start EXCERPT PROVIDED

An Intel iommu domain uses 5-level page table by default. If the
iommu that the domain tries to attach supports less page levels,
the top level page tables should be skipped. Add a helper to do
this so that it could be used in other places.

Signed-off-by: Jacob Pan <[email protected]>
Reviewed-by: Eric Auger <[email protected]>
---
drivers/iommu/intel-pasid.c | 33 +++++++++++++++++++++++----------
1 file changed, 23 insertions(+), 10 deletions(-)

diff --git a/drivers/iommu/intel-pasid.c b/drivers/iommu/intel-pasid.c
index 22b30f10b396..d9cea3011b58 100644
--- a/drivers/iommu/intel-pasid.c
+++ b/drivers/iommu/intel-pasid.c
@@ -500,6 +500,25 @@ int intel_pasid_setup_first_level(struct intel_iommu *iommu,
}

/*
+ * Skip top levels of page tables for iommu which has less agaw
+ * than default. Unnecessary for PT mode.
+ */
+static inline int iommu_skip_agaw(struct dmar_domain *domain,
+ struct intel_iommu *iommu,
+ struct dma_pte **pgd)
+{
+ int agaw;
+
+ for (agaw = domain->agaw; agaw > iommu->agaw; agaw--) {
+ *pgd = phys_to_virt(dma_pte_addr(*pgd));
+ if (!dma_pte_present(*pgd))
+ return -EINVAL;
+ }
+
+ return agaw;
+}
+
+/*
* Set up the scalable mode pasid entry for second only translation type.
*/
int intel_pasid_setup_second_level(struct intel_iommu *iommu,
@@ -522,17 +541,11 @@ int intel_pasid_setup_second_level(struct intel_iommu *iommu,
return -EINVAL;
}

- /*
- * Skip top levels of page tables for iommu which has less agaw
- * than default. Unnecessary for PT mode.
- */
pgd = domain->pgd;
- for (agaw = domain->agaw; agaw > iommu->agaw; agaw--) {
- pgd = phys_to_virt(dma_pte_addr(pgd));
- if (!dma_pte_present(pgd)) {
- dev_err(dev, "Invalid domain page table\n");
- return -EINVAL;
- }
+ agaw = iommu_skip_agaw(domain, iommu, &pgd);
+ if (agaw < 0) {
+ dev_err(dev, "Invalid domain page table\n");
+ return -EINVAL;
}

pgd_val = virt_to_phys(pgd);
--
2.7.4

2020-04-23 07:32:05

by Tian, Kevin

[permalink] [raw]
Subject: RE: [PATCH v12 2/8] iommu/vt-d: Use a helper function to skip agaw for SL

> From: Jacob Pan <[email protected]>
> Sent: Wednesday, April 22, 2020 2:53 AM
>
> An Intel iommu domain uses 5-level page table by default. If the
> iommu that the domain tries to attach supports less page levels,
> the top level page tables should be skipped. Add a helper to do
> this so that it could be used in other places.
>
> Signed-off-by: Jacob Pan <[email protected]>
> Reviewed-by: Eric Auger <[email protected]>
> ---
> drivers/iommu/intel-pasid.c | 33 +++++++++++++++++++++++----------
> 1 file changed, 23 insertions(+), 10 deletions(-)

end EXCERPT PROVIDED
start DATA PROVIDED

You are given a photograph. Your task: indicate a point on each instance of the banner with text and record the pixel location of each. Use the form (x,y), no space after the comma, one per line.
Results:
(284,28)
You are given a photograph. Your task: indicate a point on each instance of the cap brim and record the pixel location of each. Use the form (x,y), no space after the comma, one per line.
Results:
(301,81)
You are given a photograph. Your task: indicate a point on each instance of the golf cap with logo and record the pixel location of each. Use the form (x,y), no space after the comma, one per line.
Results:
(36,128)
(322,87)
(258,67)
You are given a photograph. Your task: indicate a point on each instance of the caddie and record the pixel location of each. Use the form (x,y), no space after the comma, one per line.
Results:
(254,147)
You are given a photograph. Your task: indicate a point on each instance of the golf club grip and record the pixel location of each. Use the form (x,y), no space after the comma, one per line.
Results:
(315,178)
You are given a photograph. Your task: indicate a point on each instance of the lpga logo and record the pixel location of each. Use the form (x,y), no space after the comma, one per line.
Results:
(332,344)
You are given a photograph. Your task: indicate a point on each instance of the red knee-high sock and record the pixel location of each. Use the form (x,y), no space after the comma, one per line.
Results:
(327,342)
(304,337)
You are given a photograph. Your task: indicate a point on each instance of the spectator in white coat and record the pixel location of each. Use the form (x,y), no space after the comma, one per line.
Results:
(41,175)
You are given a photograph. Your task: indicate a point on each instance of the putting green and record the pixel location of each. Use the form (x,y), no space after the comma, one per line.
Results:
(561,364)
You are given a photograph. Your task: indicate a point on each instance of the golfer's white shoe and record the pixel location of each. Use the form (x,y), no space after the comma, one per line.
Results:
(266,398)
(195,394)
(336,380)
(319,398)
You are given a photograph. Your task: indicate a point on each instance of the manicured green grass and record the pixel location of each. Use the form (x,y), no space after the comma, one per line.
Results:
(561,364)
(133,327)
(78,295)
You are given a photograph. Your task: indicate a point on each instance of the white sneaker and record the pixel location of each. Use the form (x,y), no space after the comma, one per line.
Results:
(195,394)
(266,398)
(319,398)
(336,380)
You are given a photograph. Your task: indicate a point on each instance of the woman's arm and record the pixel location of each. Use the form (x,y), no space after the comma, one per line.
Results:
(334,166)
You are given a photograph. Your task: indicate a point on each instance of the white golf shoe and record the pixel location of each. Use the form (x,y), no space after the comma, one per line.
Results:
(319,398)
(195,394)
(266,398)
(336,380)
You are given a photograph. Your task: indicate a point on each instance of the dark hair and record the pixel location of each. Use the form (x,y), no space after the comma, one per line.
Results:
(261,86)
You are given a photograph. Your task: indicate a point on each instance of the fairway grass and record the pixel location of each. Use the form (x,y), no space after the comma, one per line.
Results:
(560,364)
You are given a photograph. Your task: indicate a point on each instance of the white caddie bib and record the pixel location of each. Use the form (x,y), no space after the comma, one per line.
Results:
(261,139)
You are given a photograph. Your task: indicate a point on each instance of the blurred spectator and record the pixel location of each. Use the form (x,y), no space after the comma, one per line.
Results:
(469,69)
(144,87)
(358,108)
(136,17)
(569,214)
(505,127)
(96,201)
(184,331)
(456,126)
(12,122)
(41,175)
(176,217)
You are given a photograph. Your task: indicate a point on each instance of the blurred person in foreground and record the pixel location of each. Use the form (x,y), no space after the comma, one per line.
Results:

end DATA PROVIDED

- [WHAT NEEDS TO BE DONE]
Write the next part of the iommu patch thread, picking up right after its last line.

- [REPLY]
>
> diff --git a/drivers/iommu/intel-pasid.c b/drivers/iommu/intel-pasid.c
> index 22b30f10b396..d9cea3011b58 100644
> --- a/drivers/iommu/intel-pasid.c
> +++ b/drivers/iommu/intel-pasid.c
> @@ -500,6 +500,25 @@ int intel_pasid_setup_first_level(struct intel_iommu
> *iommu,
> }
>
> /*
> + * Skip top levels of page tables for iommu which has less agaw
> + * than default. Unnecessary for PT mode.
> + */
> +static inline int iommu_skip_agaw(struct dmar_domain *domain,
> + struct intel_iommu *iommu,
> + struct dma_pte **pgd)
> +{
> + int agaw;
> +
> + for (agaw = domain->agaw; agaw > iommu->agaw; agaw--) {
> + *pgd = phys_to_virt(dma_pte_addr(*pgd));
> + if (!dma_pte_present(*pgd))
> + return -EINVAL;
> + }
> +
> + return agaw;
> +}
> +
> +/*
> * Set up the scalable mode pasid entry for second only translation type.
> */
> int intel_pasid_setup_second_level(struct intel_iommu *iommu,
> @@ -522,17 +541,11 @@ int intel_pasid_setup_second_level(struct
> intel_iommu *iommu,
> return -EINVAL;
> }
>
> - /*
> - * Skip top levels of page tables for iommu which has less agaw
> - * than default. Unnecessary for PT mode.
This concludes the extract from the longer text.